Your task >>
In the data that follows, count each line with the string "whole"; the reply is the number only.
Segment Start: Extracted information
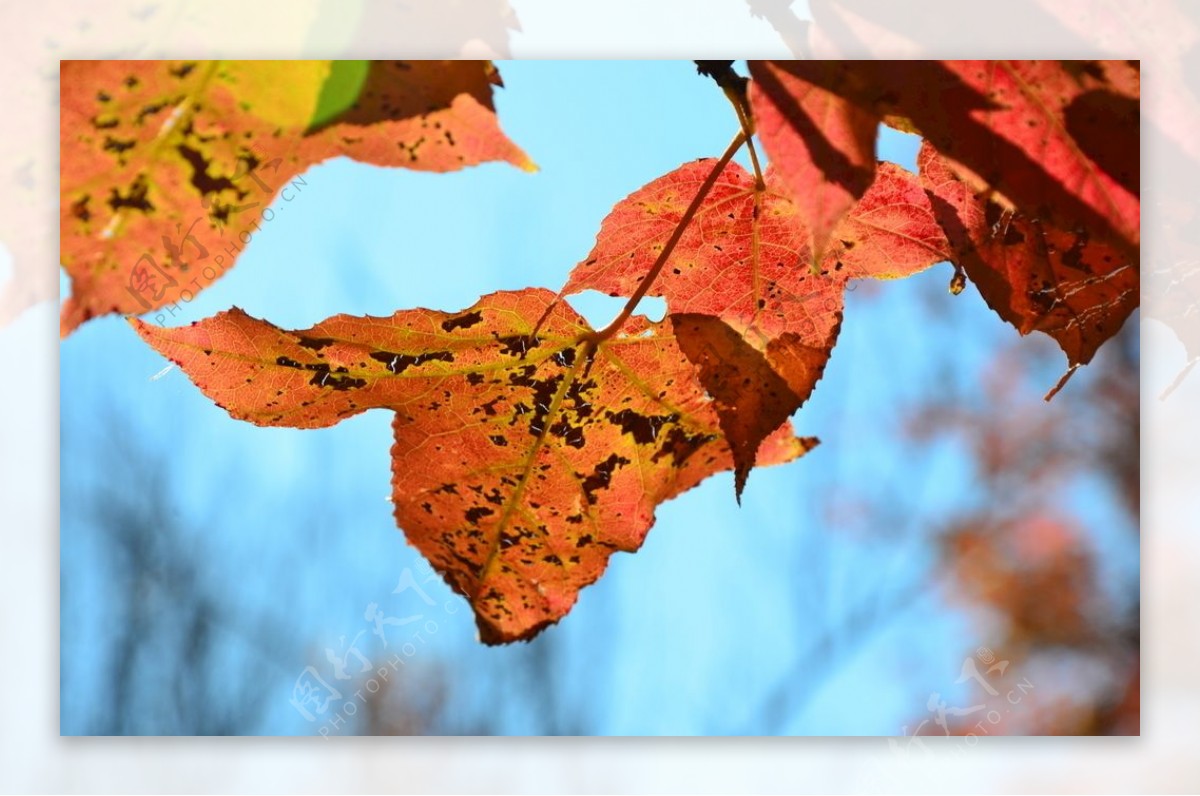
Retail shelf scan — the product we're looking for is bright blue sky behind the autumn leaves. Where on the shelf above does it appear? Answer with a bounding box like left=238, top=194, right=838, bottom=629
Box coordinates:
left=61, top=61, right=1138, bottom=735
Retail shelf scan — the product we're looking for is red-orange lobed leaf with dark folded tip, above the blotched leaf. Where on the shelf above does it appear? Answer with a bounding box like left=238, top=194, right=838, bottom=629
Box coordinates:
left=563, top=160, right=949, bottom=487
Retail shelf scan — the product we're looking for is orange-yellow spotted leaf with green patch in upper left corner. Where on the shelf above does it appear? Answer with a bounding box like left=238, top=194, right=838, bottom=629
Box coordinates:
left=60, top=61, right=533, bottom=335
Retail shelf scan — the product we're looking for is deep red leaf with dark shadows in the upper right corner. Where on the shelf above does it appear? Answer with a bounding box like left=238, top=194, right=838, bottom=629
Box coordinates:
left=758, top=61, right=1140, bottom=257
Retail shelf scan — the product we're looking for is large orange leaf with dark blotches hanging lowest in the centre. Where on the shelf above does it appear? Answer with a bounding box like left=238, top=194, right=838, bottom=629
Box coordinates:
left=132, top=288, right=816, bottom=644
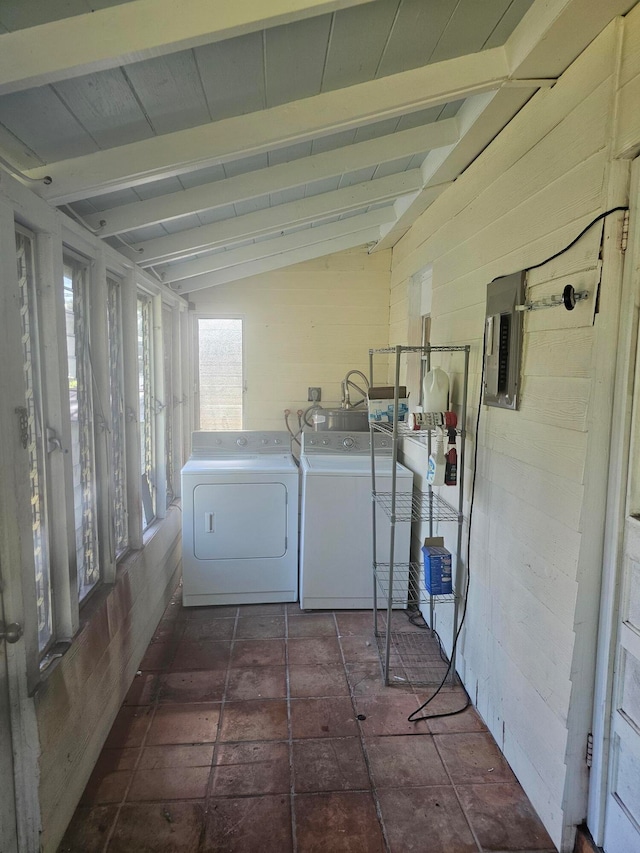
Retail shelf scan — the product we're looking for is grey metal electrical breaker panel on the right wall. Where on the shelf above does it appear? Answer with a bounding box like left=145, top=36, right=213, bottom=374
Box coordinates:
left=484, top=272, right=525, bottom=409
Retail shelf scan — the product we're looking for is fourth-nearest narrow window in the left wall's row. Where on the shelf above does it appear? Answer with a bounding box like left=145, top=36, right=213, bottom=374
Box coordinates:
left=137, top=294, right=156, bottom=529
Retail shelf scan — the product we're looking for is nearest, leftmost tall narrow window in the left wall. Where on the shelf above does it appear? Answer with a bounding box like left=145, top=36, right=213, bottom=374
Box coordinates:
left=16, top=229, right=55, bottom=655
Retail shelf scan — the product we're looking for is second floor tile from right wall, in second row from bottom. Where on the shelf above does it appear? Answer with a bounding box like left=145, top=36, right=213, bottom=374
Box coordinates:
left=365, top=735, right=450, bottom=788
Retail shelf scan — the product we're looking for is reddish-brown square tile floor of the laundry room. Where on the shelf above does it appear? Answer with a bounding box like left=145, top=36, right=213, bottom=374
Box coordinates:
left=59, top=590, right=555, bottom=853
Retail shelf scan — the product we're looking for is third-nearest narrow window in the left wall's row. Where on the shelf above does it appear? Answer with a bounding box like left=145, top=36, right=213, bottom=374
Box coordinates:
left=107, top=276, right=129, bottom=557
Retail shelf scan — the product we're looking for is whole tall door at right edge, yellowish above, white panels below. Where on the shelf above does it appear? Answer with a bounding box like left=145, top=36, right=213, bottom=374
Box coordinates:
left=588, top=168, right=640, bottom=853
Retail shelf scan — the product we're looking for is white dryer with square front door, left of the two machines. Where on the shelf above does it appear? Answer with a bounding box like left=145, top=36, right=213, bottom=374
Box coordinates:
left=182, top=430, right=299, bottom=607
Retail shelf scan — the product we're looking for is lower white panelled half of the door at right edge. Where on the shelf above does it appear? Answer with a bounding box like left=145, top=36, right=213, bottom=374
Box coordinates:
left=604, top=516, right=640, bottom=853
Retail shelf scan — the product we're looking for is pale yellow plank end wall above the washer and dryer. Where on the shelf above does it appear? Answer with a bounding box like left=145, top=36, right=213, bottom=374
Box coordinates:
left=191, top=247, right=391, bottom=429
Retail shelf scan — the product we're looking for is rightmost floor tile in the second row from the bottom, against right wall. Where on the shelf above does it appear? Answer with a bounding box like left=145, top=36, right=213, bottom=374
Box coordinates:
left=433, top=732, right=515, bottom=785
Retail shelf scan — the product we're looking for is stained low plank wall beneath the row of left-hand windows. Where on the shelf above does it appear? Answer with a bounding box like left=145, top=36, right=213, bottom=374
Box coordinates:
left=36, top=507, right=182, bottom=853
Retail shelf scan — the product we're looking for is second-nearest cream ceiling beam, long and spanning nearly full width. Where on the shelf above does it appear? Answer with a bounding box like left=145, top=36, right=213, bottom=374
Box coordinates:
left=28, top=47, right=507, bottom=204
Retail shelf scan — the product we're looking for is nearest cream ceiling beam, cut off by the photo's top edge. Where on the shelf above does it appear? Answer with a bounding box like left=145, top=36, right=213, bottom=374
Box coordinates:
left=0, top=0, right=372, bottom=95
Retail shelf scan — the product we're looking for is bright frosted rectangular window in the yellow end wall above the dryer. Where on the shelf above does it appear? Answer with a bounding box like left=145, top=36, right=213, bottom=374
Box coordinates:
left=198, top=317, right=244, bottom=430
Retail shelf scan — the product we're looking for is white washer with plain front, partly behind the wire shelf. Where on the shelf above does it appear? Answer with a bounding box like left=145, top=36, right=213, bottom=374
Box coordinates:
left=300, top=431, right=413, bottom=610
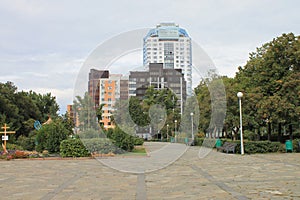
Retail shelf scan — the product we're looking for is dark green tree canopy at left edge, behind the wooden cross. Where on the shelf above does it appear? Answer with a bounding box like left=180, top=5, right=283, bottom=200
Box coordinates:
left=0, top=82, right=59, bottom=137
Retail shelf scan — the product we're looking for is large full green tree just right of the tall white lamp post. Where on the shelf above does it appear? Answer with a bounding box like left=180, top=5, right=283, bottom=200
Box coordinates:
left=235, top=33, right=300, bottom=139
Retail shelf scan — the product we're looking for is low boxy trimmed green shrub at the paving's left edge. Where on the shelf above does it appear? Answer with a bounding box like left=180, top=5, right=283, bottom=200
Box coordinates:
left=60, top=139, right=90, bottom=157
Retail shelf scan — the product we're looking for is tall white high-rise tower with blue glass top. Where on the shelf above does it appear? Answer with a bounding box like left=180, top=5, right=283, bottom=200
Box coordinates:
left=143, top=23, right=193, bottom=96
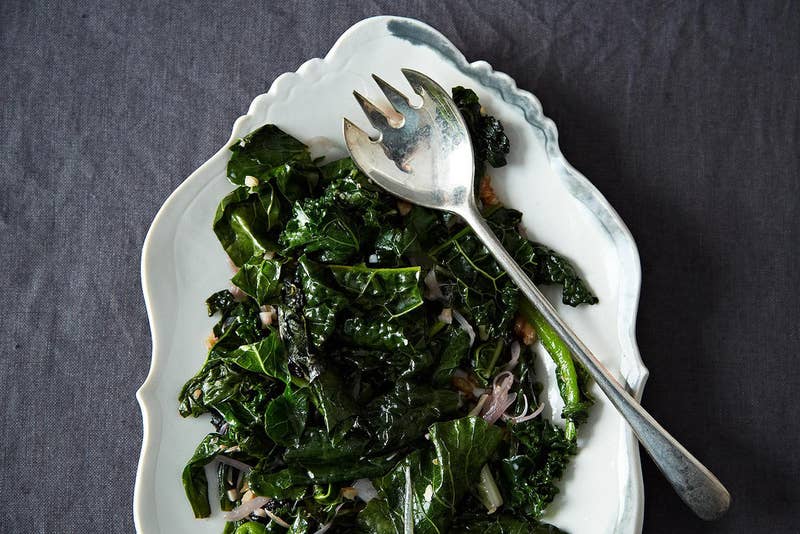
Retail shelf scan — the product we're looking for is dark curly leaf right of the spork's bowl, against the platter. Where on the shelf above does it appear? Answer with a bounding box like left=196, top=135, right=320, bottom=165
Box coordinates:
left=453, top=86, right=511, bottom=179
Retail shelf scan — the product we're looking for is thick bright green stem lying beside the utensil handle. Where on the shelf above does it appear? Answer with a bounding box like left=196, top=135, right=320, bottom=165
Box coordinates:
left=520, top=300, right=581, bottom=440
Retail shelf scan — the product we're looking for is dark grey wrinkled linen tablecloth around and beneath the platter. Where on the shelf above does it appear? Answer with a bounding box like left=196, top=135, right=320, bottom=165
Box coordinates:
left=0, top=0, right=800, bottom=533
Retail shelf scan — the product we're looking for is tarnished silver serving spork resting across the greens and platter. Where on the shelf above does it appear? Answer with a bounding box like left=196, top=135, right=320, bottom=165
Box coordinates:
left=344, top=69, right=730, bottom=520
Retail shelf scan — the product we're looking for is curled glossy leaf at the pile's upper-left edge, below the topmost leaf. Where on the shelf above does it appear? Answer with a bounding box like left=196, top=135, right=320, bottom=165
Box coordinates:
left=213, top=183, right=285, bottom=267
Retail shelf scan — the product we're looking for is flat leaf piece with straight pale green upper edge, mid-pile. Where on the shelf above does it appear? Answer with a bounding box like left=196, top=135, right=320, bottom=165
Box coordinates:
left=330, top=264, right=422, bottom=317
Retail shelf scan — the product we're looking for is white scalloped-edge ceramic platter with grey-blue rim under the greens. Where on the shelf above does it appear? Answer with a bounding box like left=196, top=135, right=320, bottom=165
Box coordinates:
left=134, top=17, right=647, bottom=534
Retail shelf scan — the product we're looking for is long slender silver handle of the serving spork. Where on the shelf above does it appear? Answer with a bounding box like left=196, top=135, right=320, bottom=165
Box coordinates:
left=459, top=205, right=731, bottom=520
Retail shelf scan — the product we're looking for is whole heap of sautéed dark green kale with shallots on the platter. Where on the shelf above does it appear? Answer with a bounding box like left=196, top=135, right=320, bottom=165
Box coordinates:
left=179, top=87, right=597, bottom=534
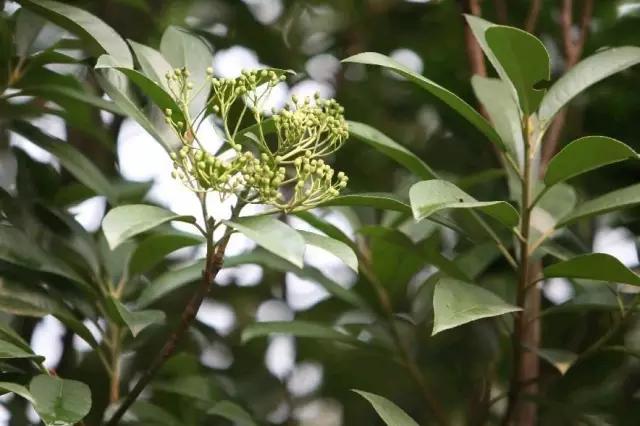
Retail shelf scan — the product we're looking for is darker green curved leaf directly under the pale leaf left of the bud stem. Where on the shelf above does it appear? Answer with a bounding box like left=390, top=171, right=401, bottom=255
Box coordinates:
left=129, top=231, right=205, bottom=274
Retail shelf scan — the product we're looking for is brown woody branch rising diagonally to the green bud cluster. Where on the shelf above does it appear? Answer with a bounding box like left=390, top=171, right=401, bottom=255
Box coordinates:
left=106, top=233, right=231, bottom=426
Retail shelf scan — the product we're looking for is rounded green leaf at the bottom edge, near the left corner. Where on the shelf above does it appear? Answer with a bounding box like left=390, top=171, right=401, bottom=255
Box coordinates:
left=29, top=374, right=91, bottom=426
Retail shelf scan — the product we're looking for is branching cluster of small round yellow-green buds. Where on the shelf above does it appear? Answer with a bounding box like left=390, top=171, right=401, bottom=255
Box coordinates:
left=165, top=68, right=349, bottom=212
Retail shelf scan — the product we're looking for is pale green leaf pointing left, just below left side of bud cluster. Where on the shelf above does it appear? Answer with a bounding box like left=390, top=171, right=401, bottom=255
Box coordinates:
left=102, top=204, right=195, bottom=250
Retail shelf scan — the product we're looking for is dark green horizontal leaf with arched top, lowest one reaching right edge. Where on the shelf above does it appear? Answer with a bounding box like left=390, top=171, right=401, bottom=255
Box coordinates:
left=544, top=253, right=640, bottom=285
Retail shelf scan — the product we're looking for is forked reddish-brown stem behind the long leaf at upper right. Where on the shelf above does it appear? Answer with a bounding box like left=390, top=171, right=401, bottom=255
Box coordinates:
left=540, top=0, right=594, bottom=174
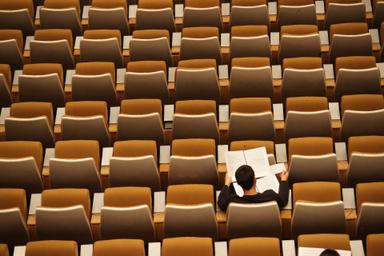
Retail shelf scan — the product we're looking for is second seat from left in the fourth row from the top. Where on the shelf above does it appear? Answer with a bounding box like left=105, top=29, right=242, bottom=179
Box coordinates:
left=61, top=101, right=110, bottom=147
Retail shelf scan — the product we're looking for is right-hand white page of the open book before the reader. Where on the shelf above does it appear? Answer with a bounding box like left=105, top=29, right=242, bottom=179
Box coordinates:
left=244, top=147, right=271, bottom=178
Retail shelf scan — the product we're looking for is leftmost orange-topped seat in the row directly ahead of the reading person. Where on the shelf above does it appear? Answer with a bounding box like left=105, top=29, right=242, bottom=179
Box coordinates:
left=0, top=141, right=43, bottom=194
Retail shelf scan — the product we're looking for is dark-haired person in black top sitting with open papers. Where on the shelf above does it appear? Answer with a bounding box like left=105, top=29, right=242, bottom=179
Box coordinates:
left=218, top=165, right=289, bottom=211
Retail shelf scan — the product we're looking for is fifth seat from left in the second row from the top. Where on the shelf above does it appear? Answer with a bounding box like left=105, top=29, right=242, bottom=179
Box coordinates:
left=180, top=27, right=221, bottom=64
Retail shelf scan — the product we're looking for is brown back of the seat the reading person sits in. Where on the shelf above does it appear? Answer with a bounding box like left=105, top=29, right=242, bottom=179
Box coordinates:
left=226, top=202, right=282, bottom=239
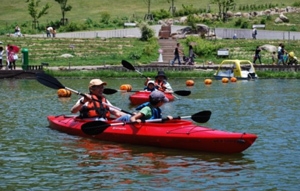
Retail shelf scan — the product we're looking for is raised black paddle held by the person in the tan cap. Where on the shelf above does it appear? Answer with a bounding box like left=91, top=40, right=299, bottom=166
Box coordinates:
left=36, top=73, right=133, bottom=115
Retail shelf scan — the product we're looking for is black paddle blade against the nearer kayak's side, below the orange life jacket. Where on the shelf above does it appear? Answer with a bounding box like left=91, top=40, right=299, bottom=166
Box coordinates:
left=81, top=121, right=110, bottom=135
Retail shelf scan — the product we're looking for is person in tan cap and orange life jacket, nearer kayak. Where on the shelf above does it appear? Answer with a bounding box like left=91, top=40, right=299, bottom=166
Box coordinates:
left=71, top=79, right=125, bottom=120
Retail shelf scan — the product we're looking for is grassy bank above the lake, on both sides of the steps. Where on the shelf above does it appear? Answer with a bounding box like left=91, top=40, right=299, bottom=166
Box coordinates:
left=0, top=37, right=300, bottom=67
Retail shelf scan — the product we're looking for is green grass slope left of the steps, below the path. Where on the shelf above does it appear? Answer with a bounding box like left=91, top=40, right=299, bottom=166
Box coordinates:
left=0, top=37, right=158, bottom=66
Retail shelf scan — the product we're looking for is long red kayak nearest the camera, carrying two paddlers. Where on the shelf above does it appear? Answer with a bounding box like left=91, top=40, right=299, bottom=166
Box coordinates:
left=48, top=115, right=257, bottom=154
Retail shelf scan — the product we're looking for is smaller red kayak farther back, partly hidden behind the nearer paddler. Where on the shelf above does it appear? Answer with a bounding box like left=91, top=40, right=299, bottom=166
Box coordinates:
left=129, top=91, right=175, bottom=105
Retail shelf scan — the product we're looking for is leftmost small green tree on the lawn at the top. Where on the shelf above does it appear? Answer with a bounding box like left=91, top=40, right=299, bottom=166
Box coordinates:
left=26, top=0, right=50, bottom=29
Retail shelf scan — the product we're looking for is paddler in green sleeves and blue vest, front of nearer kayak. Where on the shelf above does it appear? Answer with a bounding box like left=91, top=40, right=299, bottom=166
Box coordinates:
left=115, top=91, right=173, bottom=123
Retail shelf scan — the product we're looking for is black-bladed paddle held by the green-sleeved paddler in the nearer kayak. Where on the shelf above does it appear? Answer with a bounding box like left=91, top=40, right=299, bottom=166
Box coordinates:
left=81, top=110, right=211, bottom=135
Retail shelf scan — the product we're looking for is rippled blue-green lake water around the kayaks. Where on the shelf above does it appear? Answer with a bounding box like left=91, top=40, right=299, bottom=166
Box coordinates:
left=0, top=78, right=300, bottom=191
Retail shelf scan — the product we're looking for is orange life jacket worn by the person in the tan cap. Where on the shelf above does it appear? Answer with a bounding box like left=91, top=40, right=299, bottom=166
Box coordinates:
left=80, top=95, right=110, bottom=119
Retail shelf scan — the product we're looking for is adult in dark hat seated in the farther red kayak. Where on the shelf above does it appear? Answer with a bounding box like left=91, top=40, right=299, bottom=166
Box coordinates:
Segment End: Extracted information
Answer to the problem >>
2